Brief: Give all of the lines again, with nothing added or dropped.

Dataset records

=======

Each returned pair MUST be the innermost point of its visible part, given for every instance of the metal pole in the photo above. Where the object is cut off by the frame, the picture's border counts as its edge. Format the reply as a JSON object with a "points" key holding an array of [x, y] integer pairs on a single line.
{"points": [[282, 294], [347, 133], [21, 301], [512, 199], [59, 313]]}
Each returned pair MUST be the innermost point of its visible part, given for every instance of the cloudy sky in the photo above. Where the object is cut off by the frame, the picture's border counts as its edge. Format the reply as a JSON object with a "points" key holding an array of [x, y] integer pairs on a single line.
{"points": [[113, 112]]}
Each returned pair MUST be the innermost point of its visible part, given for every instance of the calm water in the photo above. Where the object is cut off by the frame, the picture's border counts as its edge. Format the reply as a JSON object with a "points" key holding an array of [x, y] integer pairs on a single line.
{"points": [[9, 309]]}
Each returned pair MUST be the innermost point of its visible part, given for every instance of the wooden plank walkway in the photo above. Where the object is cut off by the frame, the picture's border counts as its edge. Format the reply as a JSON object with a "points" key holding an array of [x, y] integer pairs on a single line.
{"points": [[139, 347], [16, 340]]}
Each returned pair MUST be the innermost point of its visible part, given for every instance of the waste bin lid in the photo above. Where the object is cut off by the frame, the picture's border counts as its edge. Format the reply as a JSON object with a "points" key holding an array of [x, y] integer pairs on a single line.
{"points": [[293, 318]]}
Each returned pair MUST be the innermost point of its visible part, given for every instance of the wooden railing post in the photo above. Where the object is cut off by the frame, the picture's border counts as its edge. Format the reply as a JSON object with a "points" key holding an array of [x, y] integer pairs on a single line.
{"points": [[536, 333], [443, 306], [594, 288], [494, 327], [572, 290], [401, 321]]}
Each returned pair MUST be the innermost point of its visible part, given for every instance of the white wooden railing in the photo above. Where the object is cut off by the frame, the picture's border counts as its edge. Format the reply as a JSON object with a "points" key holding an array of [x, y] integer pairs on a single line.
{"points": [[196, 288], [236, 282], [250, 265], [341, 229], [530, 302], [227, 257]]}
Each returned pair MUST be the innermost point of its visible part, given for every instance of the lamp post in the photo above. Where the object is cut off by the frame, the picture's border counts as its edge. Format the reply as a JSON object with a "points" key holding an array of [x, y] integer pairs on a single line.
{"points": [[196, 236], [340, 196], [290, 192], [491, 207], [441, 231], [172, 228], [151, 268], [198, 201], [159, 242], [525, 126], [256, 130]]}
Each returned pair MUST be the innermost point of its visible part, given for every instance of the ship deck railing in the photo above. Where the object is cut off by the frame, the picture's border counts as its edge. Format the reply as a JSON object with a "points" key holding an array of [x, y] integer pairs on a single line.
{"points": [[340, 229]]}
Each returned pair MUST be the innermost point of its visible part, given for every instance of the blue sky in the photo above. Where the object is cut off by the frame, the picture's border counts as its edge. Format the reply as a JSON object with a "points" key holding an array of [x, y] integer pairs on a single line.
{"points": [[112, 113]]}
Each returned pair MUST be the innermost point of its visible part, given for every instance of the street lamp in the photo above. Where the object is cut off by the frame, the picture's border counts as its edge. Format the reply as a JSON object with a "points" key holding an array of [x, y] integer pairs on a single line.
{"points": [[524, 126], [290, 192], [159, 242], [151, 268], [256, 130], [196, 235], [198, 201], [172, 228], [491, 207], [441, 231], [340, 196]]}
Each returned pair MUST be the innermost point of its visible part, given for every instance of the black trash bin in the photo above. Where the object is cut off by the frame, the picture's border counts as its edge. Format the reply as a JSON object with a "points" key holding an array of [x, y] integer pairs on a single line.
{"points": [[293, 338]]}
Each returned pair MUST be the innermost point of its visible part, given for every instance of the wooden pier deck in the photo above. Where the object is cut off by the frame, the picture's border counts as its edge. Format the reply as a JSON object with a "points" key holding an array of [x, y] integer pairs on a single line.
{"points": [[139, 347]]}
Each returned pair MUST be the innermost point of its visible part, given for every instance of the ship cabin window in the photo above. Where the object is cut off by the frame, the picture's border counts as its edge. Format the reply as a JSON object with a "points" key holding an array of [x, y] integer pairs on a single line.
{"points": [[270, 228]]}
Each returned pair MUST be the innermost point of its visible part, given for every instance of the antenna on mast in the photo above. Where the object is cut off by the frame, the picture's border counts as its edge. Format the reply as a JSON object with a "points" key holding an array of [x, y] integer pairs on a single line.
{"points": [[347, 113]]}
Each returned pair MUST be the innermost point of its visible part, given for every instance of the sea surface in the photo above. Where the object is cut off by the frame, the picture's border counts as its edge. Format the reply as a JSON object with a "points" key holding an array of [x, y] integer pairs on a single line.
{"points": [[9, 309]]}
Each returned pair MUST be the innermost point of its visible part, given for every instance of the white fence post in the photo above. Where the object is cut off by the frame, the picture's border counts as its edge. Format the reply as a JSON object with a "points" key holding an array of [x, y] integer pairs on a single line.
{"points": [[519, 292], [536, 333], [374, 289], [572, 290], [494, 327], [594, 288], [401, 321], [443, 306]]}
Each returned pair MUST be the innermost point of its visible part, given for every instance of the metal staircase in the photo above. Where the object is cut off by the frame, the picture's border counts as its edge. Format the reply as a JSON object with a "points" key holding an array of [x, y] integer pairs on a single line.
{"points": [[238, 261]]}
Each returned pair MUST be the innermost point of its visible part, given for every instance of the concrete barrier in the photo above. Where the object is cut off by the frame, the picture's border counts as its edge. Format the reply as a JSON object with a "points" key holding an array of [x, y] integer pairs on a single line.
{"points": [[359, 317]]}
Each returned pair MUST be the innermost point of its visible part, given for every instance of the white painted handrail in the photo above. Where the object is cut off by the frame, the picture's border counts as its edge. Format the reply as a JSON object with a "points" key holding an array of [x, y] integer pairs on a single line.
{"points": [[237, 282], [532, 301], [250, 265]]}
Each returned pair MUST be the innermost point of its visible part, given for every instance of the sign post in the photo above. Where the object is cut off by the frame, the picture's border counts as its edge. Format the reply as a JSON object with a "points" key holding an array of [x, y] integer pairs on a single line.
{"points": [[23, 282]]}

=======

Task result:
Each returned pair MUST be the innermost point of its visible part, given for every instance of the metal pole in the photo above. Where the object is cut off by the frame, the picture's border counts as its edge. Format the reply as a JSON object with a "points" key holding an array of [x, y] integer pairs on a single line.
{"points": [[282, 294], [347, 133], [21, 301], [512, 199], [59, 313]]}
Each returned pair MUST be the innermost point of its visible part, given for every instance of the cloudy sky in the photo above. Where the object is cut off by the frame, the picture's border counts as its edge. Format the reply as a JSON object with a "points" key holding an array of [x, y] integer pairs on a single line.
{"points": [[113, 112]]}
Each returned pair MUST be the innermost point of its visible part, given for every instance of the calm water in the photo above. Where the object is cut off by the frame, the picture's border counts as its edge. Format the reply as a JSON object with a "points" key holding an array of [x, y] integer pairs on a single line.
{"points": [[9, 309]]}
Each returned pair MUST be the innermost point of its visible part, given for every instance of the wooden plank walkway in the photo above. Where the object is cut off by the frame, the picture's border counts as its edge. Format the reply as a JSON object with a "points" key holding an array of [x, y] integer pairs on a single line.
{"points": [[139, 347], [16, 340]]}
Each returned pair MUST be the innermost point of its visible part, given for every instance of the waste bin lid in the photo above. Where the object is cut off by the frame, the picture's border counts as its edge. Format the reply as a JSON object with a "points" key holding an array of [x, y] integer pairs on a single line.
{"points": [[293, 318]]}
Each returned pair MUST be the innermost point of its visible part, given for every instance of the wooden railing post in the photo above. Where the object is cut off by the frame, the picture's border counts as its edge. Format the reply as a JSON object with a "points" key holding an array of [x, y] integer pairs on a single line.
{"points": [[536, 333], [443, 306], [594, 288], [494, 327], [572, 290], [401, 321]]}
Each returned pair MUST be the innermost point of its visible part, given for every instance of the white wooden railing in the photo above. Where the object is cut off by the frame, the picture's border counts as its edge. Format the reply as a JSON object with a "points" key holding an array of [x, y] integer pairs on a single line.
{"points": [[196, 288], [236, 282], [250, 265], [341, 229], [530, 302], [227, 257]]}
Each returned pair MUST be the innermost point of its visible part, given for every instance of the lamp post in the photo above. Where the object is cut off by the frame, the picture's border counts as its edge. Format the reply as a JSON object with a "points" key holding an array of [x, y] integer pairs on a single line.
{"points": [[196, 236], [340, 196], [290, 192], [491, 207], [441, 231], [172, 228], [151, 268], [198, 201], [159, 242], [525, 126], [256, 130]]}
Each returned pair MUST be the innermost point of its visible part, given for every instance of the ship deck railing in the photo above. Where the object is cut off by the frame, the picture's border counts as its edge. Format the reply as a JSON object with a "points" key holding an array of [x, y] integer pairs on a single line.
{"points": [[340, 229]]}
Each returned pair MUST be the innermost point of its visible part, given for every instance of the blue sky in the photo above. Where the object is cut off by the frame, the picture's border counts as its edge. Format the reply as a JSON object with a "points" key holding an array of [x, y] integer pairs on a single line.
{"points": [[112, 113]]}
Each returned pair MUST be the innermost point of its visible part, given for every instance of the street lamp in the photo above. Where the object is cut off by the frame, the picture's border counts as its edge. Format the reply as a JSON object with a "points" key holding an array of [x, y] integer pairs on a single line.
{"points": [[524, 126], [290, 192], [159, 242], [151, 268], [256, 130], [196, 235], [198, 201], [172, 228], [491, 207], [441, 231], [340, 196]]}
Each returned pair MUST be the innermost point of its visible part, given for every instance of the black trash bin in the photo above. Where the object is cut off by the frame, the picture's border counts as its edge. Format the reply as a JSON object with a "points" key holding an array of [x, y] integer pairs on a single line.
{"points": [[293, 338]]}
Each returned pair MUST be the innermost point of its visible part, given for every instance of the wooden pier deck in the photo above. Where the object is cut off by the frame, the picture's border counts as its edge. Format the reply as a JSON object with a "points" key holding an array of [x, y] integer pairs on a single line.
{"points": [[139, 347]]}
Each returned pair MUST be the innermost point of its visible part, given for every instance of the ship cabin window in the photo above. Where the object is cut off by the frame, the picture's border counts as its edge. Format the reply as a JSON object with a "points" key holding an array of [x, y] integer pairs on a single line.
{"points": [[270, 228]]}
Each returned pair MUST be the innermost point of its visible part, given for every instance of the antenna on mast in the photo above. Where the object is cut off by the frame, the picture's border counts as its edge. Format the reply as a JSON object with a "points" key holding an array of [x, y] integer pairs on a single line.
{"points": [[347, 113]]}
Each returned pair MUST be the innermost point of its visible part, given for every instance of the sea surface in the photo above. Where the object is cut off by the frame, the picture's border counts as its edge. Format the reply as a JSON object with a "points" key holding an array of [x, y] integer pairs on a single line.
{"points": [[9, 309]]}
Each returned pair MUST be the innermost point of its visible part, given for every instance of the white fence post in the photo above. Where the object is cut off by the frame, the picture's border counts as its edge. Format the reply as a JSON object with a "points" key holding an array of [x, y] integer pairs on a single line.
{"points": [[519, 292], [536, 333], [374, 289], [572, 290], [494, 327], [594, 288], [401, 321], [443, 306]]}
Each returned pair MUST be the innermost point of its visible part, given for every instance of the metal staircase in the photo above. Where the object is cut off by the frame, the picture's border counts as its edge. Format the reply as a JSON object with a "points" key holding an array of [x, y] integer pairs on a single line.
{"points": [[238, 261]]}
Each returned pair MUST be the innermost point of its visible part, given for every instance of the concrete barrier in the photo above. Where the object is cut off by the frame, the picture's border counts as its edge. Format the reply as a JSON object with a "points" key holding an array of [x, y] integer pairs on a single line.
{"points": [[359, 317]]}
Each returned pair MUST be the innermost point of its visible part, given for every instance of the white painted handrail in the photo above. Where the object is cut off by the frame, the picture's border counts as its edge. Format the reply as a JSON object with a "points" key holding an array of [x, y] integer pairs on a single line.
{"points": [[237, 282], [532, 301], [250, 265]]}
Each returned pair MUST be the innermost point of its visible part, given for every instance of the sign post in the photo above. Where the object is cut off by the frame, the picture's border counts as its edge. Format the reply as a JSON object with a "points" key holding an array of [x, y] integer pairs on a single line.
{"points": [[23, 282]]}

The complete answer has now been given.